> **AIM 1**
In the email about XML processing in the Slide sources, which approach did the in-house performance tests show to be the slowest?
> **AIM 2**
Reproduce the part of the email about XML processing in Slide between "Am 31.05.2002 16:10:20, schrieb" and "of namespaces), etc.", inclusive.
> **AIM 3**
Continue the email about XML processing in Slide after its last sentence.

> **SOURCE TEXT**
** START **

Hey Juergen,

Am 31.05.2002 16:10:20, schrieb "Pill, Juergen" <[EMAIL PROTECTED]>:
>Hello Christopher,
>
>The Jdom approach was a clean-up in the Slide sources. Some parts did use
>Jdom (already), some did use Dom (which is very slow and memory consuming)
>some did use strings (with a possibly improper handling of namespaces), etc.
>We thought about a pluggable solution for the XML processing, but currently
>decided (for effort reasons) to stay with Jdom. In-house we did some
>performance tests with Dom, Jdom and Dom4J, which showed that Dom is the
>slowest, followed by jdom and dom4j, which were very comparable. We wanted
>to use Jdom for following reasons: Jdom was already in the code (no new
>dependency) and Jdom will become a Java standard (jsr 102).
>
>Anyway I have the feeling, that most time is consumed in the store level
>(dealing with DB access) and less time is consumed in the parsing area. In
>our performance profiling this parsing was totally out of impact scope (we
>will do such a profiling again after the jdom change). I will let you know
>the results.

** END **

> **Region annotation entries**
** START **

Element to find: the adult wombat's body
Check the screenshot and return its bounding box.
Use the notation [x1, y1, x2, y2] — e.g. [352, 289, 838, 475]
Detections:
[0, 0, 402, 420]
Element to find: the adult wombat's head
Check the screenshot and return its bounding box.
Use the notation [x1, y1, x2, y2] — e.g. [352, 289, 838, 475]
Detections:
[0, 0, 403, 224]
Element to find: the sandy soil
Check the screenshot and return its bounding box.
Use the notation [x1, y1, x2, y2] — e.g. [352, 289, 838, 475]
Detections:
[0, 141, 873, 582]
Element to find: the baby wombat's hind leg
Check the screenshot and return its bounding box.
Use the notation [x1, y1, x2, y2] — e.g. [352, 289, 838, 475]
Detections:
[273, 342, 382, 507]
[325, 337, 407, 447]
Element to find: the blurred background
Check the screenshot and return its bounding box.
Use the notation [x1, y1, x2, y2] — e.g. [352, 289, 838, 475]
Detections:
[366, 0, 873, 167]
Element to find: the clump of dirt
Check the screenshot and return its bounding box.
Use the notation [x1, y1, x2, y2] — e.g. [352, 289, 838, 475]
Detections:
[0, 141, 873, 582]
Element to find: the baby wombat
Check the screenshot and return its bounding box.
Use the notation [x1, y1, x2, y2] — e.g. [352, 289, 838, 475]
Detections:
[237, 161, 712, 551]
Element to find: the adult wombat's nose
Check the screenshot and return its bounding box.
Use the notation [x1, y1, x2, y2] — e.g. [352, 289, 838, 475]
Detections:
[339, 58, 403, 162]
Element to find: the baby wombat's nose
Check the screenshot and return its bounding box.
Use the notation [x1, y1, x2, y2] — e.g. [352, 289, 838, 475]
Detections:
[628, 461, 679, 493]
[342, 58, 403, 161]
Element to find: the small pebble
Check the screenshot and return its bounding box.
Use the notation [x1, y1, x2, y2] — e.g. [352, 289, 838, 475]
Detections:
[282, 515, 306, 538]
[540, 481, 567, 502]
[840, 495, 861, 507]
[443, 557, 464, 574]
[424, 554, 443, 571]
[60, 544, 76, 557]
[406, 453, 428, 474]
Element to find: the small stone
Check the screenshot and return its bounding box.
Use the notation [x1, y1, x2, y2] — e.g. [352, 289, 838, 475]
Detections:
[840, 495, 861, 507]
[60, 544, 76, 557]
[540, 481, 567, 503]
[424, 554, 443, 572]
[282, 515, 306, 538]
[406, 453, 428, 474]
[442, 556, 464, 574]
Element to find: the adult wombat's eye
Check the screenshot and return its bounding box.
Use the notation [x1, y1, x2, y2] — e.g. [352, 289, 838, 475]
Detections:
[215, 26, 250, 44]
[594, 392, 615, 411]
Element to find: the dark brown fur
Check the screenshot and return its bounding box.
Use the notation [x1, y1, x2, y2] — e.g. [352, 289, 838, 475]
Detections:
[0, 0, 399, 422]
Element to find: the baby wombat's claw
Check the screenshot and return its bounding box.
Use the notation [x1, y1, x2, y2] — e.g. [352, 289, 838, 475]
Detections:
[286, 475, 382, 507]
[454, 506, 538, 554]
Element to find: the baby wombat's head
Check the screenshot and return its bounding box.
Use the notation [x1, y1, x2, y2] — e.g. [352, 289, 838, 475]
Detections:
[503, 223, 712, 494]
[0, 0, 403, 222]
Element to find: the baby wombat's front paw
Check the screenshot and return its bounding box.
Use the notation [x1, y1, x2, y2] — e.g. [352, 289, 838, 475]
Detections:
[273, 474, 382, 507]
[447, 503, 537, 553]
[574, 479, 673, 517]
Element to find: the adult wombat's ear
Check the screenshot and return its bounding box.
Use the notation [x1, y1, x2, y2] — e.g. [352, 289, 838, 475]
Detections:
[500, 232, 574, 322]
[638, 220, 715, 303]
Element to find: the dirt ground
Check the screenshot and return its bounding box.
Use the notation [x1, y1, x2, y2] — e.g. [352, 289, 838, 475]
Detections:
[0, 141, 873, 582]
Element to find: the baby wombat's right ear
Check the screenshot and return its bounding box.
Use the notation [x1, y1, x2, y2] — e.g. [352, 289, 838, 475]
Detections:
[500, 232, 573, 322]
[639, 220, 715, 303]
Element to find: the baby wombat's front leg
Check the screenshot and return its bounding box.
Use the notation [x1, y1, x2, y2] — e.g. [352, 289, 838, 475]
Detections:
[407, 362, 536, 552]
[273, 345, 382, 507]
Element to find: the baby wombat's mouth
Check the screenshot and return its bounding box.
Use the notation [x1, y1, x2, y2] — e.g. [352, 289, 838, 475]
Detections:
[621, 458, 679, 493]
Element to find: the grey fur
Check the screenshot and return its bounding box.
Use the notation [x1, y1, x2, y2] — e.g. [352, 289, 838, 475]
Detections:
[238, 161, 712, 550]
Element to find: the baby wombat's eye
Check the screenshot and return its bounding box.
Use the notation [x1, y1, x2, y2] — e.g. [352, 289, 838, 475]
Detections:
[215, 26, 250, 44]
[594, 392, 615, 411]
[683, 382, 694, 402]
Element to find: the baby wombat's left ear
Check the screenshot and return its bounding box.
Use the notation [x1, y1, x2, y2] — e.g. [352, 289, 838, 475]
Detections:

** END **

> **TASK OUTPUT 1**
Dom was the slowest.

> **TASK OUTPUT 2**
Am 31.05.2002 16:10:20, schrieb "Pill, Juergen" <[EMAIL PROTECTED]>:
>Hello Christopher,
>
>The Jdom approach was a clean-up in the Slide sources. Some parts did use
>Jdom (already), some did use Dom (which is very slow and memory consuming)
>some did use strings (with a possibly improper handling of namespaces), etc.

> **TASK OUTPUT 3**
>
>There is one known disadvantage of replacing the XMLWriter class against
>Jdom. If the Jdom tree gets very big, it will be kept in memory until it is
>serialized to a stream (important for PropFinds with a huge number of
>results). The solution here will be to handle each resource by a single jdom
>tree and when the resource is complete serialize it to the stream and
>release the memory. (still to be done)
>
>If we find out, that the performance has significantly decreased we should
>definitely look at other options.
>
>Does that make sense?

Very much. I must admit I didn't know that JDOM was already being used so 
heavily in both the core (by search?) as well as in the WebDAV layer. I had 
thought it's only usage was still in the Webdav-Logger package.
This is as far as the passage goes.